In the records below, find the line that contains "locate deer ear?" and the line that contains "locate vegetation background?", then retype exactly those two lines and every line between them.

▼▼▼

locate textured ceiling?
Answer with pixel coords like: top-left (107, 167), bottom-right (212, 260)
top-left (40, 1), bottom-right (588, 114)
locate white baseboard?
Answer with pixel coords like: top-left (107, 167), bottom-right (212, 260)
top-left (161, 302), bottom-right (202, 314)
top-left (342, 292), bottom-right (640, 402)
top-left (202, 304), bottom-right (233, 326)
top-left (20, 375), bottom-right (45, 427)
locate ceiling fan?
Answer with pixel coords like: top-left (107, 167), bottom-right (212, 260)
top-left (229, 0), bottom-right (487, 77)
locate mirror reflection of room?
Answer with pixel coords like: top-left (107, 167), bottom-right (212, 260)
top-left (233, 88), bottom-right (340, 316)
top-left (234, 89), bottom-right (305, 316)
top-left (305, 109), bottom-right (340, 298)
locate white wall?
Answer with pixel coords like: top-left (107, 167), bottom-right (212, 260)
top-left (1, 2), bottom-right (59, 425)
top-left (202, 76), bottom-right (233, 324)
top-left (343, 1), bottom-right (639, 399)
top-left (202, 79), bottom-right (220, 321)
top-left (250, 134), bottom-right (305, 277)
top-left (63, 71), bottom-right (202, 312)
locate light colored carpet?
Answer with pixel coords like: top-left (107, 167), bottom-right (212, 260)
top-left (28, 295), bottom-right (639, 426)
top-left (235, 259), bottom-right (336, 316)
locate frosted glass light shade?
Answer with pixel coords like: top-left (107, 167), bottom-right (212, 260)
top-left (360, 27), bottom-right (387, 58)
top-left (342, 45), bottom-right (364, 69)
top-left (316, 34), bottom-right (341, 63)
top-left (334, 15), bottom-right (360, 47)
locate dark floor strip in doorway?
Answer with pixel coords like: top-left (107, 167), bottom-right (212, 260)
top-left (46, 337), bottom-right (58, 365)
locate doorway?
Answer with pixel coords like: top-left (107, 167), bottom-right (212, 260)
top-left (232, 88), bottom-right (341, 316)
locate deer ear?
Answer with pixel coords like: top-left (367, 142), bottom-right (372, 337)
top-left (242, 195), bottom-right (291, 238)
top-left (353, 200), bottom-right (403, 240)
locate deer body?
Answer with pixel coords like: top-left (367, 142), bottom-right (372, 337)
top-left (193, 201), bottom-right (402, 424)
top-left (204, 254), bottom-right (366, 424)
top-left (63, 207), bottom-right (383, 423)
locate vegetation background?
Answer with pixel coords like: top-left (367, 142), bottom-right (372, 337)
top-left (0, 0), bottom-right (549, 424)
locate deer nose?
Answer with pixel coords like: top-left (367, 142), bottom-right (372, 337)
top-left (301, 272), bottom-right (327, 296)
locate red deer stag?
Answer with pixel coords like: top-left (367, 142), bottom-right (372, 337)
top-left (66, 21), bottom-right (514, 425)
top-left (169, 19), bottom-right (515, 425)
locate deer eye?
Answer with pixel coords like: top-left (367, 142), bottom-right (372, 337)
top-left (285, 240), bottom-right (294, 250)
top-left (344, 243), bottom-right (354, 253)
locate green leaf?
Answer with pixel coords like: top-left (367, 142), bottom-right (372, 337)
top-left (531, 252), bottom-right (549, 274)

▲▲▲

OUTPUT OF THE TASK
locate deer ear?
Answer with pixel coords like: top-left (367, 142), bottom-right (372, 337)
top-left (242, 195), bottom-right (291, 238)
top-left (353, 200), bottom-right (403, 240)
locate deer body?
Answer with pixel coords like: top-left (367, 142), bottom-right (372, 337)
top-left (193, 201), bottom-right (402, 424)
top-left (204, 254), bottom-right (366, 424)
top-left (63, 207), bottom-right (383, 423)
locate vegetation background?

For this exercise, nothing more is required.